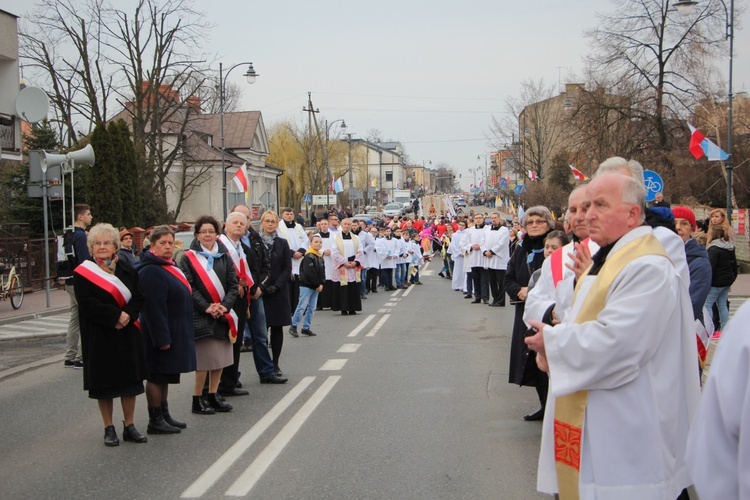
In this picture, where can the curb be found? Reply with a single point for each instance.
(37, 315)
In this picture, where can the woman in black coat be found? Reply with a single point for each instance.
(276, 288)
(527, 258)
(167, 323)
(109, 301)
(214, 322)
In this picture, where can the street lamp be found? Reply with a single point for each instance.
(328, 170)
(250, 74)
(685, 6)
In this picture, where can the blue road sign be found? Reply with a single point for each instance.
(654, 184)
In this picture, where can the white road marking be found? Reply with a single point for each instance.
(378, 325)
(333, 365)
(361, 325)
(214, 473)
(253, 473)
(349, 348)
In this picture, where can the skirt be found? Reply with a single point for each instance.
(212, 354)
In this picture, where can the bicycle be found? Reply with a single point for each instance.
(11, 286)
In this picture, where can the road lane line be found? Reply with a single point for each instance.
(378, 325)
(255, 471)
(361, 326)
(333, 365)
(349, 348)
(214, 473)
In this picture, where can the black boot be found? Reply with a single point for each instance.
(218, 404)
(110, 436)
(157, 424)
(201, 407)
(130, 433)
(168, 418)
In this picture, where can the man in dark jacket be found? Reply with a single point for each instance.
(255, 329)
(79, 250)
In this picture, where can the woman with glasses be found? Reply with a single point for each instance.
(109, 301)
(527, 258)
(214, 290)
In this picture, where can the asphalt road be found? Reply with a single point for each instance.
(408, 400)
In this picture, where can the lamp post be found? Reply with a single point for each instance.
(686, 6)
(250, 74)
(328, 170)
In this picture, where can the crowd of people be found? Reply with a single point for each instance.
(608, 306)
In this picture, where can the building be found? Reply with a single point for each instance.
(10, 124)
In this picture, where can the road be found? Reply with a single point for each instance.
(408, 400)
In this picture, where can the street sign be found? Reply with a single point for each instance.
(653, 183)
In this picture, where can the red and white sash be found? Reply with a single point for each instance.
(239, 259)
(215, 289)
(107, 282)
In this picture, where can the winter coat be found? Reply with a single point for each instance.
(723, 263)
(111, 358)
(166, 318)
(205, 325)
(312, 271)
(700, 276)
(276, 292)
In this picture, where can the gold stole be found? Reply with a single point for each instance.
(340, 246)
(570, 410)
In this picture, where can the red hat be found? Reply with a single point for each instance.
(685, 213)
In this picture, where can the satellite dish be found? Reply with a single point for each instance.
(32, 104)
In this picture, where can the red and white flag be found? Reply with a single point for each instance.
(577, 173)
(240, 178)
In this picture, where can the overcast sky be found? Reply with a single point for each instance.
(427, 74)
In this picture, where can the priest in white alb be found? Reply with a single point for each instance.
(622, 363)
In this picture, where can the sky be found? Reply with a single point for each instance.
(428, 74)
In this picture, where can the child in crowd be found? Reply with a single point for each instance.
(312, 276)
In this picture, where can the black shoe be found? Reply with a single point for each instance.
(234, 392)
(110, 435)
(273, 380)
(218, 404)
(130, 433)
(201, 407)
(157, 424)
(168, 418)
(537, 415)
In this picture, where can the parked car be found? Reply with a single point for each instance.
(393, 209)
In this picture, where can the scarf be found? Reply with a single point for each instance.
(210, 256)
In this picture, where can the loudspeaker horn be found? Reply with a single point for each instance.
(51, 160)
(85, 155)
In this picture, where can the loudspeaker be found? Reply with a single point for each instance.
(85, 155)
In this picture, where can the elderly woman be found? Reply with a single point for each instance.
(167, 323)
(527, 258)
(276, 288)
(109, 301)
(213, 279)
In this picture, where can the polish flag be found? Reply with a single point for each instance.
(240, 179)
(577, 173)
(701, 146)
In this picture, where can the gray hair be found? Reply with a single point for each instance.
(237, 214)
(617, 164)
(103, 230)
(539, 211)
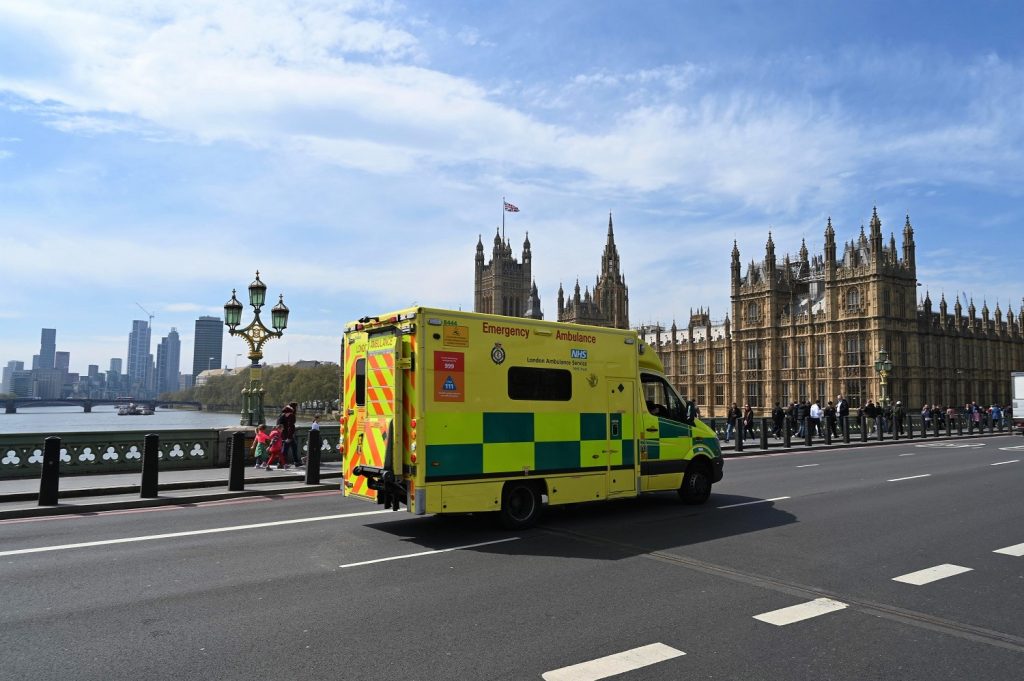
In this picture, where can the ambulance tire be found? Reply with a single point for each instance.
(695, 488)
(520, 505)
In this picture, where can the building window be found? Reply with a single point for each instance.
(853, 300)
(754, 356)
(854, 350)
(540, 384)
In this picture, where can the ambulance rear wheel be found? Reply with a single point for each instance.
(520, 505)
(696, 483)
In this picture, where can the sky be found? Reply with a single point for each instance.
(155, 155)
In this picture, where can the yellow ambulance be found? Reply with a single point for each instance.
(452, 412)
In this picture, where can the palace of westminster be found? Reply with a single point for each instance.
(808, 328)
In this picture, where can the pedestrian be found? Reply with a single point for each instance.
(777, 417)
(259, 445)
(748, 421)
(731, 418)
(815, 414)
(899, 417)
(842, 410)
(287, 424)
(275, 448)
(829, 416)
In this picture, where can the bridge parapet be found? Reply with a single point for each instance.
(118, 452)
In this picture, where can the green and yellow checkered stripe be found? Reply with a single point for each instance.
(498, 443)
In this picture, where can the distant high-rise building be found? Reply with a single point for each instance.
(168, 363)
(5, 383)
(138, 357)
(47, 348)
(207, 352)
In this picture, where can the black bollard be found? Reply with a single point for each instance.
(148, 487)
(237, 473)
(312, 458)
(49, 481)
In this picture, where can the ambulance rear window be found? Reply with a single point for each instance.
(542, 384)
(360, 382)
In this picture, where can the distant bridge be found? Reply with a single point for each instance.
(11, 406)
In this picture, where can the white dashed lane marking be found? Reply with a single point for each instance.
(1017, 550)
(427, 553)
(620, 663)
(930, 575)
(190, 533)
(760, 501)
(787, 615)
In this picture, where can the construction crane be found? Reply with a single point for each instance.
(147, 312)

******

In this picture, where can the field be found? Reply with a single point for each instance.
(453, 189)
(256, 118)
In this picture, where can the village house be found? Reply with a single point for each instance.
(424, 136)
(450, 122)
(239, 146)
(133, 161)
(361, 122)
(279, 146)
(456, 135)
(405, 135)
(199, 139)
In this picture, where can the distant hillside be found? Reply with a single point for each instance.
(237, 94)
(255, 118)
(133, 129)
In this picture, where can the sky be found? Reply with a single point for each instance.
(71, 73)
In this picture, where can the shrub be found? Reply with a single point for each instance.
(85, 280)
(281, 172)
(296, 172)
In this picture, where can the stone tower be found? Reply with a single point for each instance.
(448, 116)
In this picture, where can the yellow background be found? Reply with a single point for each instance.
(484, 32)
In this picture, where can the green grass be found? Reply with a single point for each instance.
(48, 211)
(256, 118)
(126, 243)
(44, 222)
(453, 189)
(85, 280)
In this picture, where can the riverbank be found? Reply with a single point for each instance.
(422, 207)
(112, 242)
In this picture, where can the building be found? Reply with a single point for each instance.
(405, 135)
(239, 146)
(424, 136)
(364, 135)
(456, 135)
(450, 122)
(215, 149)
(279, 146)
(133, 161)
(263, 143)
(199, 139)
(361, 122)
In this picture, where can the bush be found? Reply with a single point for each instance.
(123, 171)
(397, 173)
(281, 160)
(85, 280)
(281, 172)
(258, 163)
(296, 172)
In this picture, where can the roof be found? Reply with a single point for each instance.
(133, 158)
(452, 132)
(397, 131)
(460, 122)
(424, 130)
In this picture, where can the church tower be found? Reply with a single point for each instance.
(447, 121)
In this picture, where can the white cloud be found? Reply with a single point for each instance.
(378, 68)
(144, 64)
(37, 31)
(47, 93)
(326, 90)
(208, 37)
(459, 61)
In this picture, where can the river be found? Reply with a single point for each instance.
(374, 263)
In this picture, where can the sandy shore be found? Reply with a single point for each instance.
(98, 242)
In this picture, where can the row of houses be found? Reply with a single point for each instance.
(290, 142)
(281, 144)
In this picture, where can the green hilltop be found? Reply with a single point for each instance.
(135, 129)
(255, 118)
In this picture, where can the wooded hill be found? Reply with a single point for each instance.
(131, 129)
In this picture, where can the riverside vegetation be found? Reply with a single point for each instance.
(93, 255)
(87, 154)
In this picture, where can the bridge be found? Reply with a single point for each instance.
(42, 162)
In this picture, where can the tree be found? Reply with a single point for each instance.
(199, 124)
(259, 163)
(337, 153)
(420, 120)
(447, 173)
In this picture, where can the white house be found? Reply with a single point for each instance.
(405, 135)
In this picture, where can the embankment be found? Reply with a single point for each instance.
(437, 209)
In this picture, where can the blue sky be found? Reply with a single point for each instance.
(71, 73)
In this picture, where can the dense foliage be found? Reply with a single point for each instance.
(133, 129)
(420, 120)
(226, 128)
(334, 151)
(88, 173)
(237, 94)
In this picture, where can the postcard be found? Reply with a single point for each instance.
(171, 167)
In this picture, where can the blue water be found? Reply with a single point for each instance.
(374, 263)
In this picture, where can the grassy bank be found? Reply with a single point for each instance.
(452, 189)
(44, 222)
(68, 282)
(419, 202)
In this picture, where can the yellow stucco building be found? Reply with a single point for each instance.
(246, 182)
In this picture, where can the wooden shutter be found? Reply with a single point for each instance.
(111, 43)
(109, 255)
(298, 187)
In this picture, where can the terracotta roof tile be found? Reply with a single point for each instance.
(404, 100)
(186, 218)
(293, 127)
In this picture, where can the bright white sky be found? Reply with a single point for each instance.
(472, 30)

******

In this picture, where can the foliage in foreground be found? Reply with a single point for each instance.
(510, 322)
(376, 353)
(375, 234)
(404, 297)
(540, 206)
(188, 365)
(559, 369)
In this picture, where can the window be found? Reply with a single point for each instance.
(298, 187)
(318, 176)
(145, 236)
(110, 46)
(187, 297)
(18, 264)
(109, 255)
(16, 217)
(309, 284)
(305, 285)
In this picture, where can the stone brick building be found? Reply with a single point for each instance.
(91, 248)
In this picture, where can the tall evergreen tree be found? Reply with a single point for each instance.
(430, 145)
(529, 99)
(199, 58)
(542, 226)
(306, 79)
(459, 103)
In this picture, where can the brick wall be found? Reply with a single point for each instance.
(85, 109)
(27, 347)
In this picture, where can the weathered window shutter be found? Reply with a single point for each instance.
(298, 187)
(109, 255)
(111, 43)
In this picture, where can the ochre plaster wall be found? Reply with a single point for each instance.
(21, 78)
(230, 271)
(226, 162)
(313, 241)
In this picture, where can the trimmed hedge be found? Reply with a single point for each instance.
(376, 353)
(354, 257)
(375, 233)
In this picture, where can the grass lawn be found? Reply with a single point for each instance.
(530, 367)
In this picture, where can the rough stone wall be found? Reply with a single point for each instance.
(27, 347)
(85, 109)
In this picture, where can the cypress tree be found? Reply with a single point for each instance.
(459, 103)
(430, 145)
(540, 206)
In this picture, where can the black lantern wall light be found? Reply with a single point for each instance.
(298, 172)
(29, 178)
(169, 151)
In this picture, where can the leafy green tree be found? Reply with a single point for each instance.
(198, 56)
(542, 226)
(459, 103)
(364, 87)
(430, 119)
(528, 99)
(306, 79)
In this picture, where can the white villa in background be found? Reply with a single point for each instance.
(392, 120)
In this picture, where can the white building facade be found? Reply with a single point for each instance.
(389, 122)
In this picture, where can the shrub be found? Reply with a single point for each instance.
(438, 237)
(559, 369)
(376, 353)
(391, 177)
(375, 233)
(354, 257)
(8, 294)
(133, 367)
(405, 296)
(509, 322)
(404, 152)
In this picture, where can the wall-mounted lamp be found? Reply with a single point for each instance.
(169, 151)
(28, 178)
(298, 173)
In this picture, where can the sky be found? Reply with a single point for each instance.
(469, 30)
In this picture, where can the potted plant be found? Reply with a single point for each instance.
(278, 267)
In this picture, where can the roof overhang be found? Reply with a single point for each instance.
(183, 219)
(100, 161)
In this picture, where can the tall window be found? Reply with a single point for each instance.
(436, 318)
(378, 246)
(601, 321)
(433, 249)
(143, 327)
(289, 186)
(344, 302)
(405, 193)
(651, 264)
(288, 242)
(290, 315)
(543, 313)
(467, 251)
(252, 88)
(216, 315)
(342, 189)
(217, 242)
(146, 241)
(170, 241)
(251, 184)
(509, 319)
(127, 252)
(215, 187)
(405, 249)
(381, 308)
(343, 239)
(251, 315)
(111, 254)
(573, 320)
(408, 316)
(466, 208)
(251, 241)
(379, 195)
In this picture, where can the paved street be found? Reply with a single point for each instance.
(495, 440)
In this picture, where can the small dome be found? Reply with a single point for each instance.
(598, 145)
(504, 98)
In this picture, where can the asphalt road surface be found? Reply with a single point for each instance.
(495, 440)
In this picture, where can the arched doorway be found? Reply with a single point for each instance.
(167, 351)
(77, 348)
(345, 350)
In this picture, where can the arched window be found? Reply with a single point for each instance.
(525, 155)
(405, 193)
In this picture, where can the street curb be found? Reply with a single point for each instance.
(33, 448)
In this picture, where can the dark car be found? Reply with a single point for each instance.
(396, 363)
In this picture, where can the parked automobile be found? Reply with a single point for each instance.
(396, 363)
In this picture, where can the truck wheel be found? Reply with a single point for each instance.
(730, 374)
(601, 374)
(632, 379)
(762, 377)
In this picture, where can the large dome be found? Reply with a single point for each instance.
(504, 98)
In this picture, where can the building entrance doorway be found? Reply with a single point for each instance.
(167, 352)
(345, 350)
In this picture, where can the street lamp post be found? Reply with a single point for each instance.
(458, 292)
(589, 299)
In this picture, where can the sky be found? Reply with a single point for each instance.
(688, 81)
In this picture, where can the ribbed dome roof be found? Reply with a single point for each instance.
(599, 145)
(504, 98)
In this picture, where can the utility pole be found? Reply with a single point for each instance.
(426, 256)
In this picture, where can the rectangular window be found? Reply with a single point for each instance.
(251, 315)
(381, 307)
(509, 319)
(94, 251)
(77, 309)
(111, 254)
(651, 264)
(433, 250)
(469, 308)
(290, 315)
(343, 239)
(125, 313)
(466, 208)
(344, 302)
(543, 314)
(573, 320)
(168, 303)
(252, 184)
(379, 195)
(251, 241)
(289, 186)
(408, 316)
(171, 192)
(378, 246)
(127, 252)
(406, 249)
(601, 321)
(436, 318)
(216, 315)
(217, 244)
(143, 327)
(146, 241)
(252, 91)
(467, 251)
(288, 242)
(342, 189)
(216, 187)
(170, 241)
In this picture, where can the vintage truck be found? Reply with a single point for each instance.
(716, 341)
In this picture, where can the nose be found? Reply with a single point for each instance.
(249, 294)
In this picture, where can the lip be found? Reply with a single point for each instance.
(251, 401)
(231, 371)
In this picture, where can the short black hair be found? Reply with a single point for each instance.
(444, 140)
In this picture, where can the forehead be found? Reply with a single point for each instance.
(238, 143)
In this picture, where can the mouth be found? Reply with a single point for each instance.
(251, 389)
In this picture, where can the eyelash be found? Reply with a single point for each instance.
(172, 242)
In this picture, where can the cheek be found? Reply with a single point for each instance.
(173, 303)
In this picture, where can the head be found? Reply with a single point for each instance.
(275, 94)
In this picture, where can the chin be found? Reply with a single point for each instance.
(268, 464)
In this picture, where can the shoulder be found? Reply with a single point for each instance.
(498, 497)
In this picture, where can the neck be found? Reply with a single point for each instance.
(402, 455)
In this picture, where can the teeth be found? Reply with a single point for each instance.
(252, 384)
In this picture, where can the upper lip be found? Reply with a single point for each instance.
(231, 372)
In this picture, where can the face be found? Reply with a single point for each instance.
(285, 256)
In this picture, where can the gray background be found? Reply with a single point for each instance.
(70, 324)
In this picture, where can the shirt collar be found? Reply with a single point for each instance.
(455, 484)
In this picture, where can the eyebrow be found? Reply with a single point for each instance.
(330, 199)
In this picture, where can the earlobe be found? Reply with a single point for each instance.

******

• **Short task**
Please quote, word for word, the lines of the listing beginning with the line containing "In this picture, where can the mouth" and continuing through the line containing "In this picture, where can the earlobe". Include both of those lines.

• **The output**
In this picture, where can the mouth be found? Reply with a single point for each instance.
(251, 389)
In this picture, where can the eyelash be found? Reply with a single point for each instance.
(172, 242)
In this picture, where can the cheek be found? Reply with a single point for each instance.
(173, 303)
In this picture, where can the head be found? Reply with a single point for each instance.
(275, 94)
In this picture, where can the chin be found? Reply with a single point for each instance.
(268, 464)
In this picture, where can the shoulder be found? Reply with a single point for each instance.
(498, 497)
In this picture, where can the neck be found? Reply with a single point for each instance.
(402, 455)
In this picture, where can the teeth be found? Reply with a single point for each instance.
(252, 384)
In this picture, where can the upper lip be found? Reply with a single point for each instance.
(231, 372)
In this picture, where can the face be found? Reply with a single point for each instance.
(285, 256)
In this picture, where can the gray background be found? Reply with a single point for each instance.
(70, 324)
In this picture, where can the shirt collar be found? Reply with a single point for each instance.
(455, 484)
In this picture, where can the eyebrow be found? Reply with a single point for each instance.
(330, 199)
In this picture, where can the earlobe be found? Reply with a single point for each instance.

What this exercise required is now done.